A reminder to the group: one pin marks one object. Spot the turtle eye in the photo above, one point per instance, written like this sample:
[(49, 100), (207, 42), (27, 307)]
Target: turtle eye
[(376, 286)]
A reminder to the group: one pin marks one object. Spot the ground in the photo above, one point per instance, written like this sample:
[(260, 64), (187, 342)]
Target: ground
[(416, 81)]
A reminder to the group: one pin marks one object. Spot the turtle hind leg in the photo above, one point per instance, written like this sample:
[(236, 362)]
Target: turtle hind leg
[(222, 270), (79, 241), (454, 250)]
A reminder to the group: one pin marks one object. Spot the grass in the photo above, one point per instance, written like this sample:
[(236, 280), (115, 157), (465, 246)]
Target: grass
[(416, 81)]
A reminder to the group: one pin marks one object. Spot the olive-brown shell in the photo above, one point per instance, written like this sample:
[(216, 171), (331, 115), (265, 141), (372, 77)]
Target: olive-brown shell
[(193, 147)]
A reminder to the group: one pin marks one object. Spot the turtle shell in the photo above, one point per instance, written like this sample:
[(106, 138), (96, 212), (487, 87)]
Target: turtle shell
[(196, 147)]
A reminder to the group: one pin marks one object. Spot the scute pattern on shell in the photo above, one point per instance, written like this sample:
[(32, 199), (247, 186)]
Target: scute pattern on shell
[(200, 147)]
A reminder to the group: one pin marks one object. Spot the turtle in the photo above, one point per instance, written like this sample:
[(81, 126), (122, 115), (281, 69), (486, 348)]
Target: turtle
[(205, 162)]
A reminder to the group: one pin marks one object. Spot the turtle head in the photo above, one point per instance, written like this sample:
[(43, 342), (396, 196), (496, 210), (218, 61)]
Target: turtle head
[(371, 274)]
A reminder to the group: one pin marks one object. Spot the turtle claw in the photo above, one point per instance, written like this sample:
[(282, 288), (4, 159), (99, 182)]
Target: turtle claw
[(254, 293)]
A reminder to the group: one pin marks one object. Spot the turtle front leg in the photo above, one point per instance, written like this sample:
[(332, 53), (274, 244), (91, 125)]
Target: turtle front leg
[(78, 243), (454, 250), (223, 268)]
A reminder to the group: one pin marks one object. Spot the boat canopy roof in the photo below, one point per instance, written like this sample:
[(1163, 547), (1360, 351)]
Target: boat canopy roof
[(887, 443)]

━━━━━━━━

# Task instructions
Reproduce every record above verbatim, line for line, from the first through the last.

# Exercise answer
A reminder to the group: one pin marks one object. Spot the turtle eye in the photo above, one point per instance, written like this sample:
[(49, 100), (207, 42), (27, 307)]
Target: turtle eye
[(376, 286)]
A reminder to the group: one pin marks one object. Spot the ground in the photo above, one point per instance, written like this sample:
[(260, 64), (187, 342)]
Target: ground
[(416, 81)]
A reminder to the group: one pin marks one object. Spot the turtle hind leg in the photo above, one point per instance, written like this sample:
[(236, 362)]
Target: turtle hind leg
[(222, 270), (79, 241), (454, 250)]
A reminder to the group: one pin marks one object. Spot the grass in the photo above, one point per instance, written like this sample:
[(236, 280), (115, 157), (465, 246)]
Target: grass
[(416, 81)]
A reminder to the group: one pin marks one object. Spot the olive-brown shell in the photo above, one point per instance, written like this sample:
[(216, 171), (331, 115), (265, 141), (372, 77)]
Target: olive-brown shell
[(193, 147)]
A reminder to the group: one pin marks one object. Spot the turtle shell in the photo above, one point per instance, written like this sample:
[(106, 138), (96, 212), (487, 87)]
Target: turtle shell
[(196, 147)]
A reminder to the group: one pin marks one object. Spot the scute pattern on shell in the photo above, one point per instance, written like this sample:
[(32, 199), (247, 186)]
Target: scute pattern on shell
[(200, 147)]
A reminder to the group: one pin marks one object. Spot the turtle in the photo above, one point per instance, written like this sample:
[(81, 126), (122, 115), (281, 69), (486, 348)]
Target: turtle
[(205, 162)]
A reminder to the group: one pin marks one object. Spot the turtle head in the photo above, one point per instance, written like this sample:
[(43, 342), (396, 196), (496, 210), (218, 61)]
Target: turtle head
[(371, 274)]
A reminder to the group: one pin marks one object. Spot the turtle claw in the photo above, one point per instance, written like this sample:
[(282, 288), (4, 159), (99, 182)]
Target: turtle claw
[(254, 293)]
A reminder to the group: one pin marks one object. Spot the turtle front leg in the photo above, one point per instance, written like this sample:
[(332, 53), (274, 244), (91, 125)]
Target: turtle front leg
[(78, 243), (454, 250), (223, 268)]
A reminder to the group: one pin marks one object. Spot the boat canopy roof in the photo below, one point per instance, written like this sample:
[(1163, 547), (1360, 351)]
Target: boat canopy roof
[(887, 443)]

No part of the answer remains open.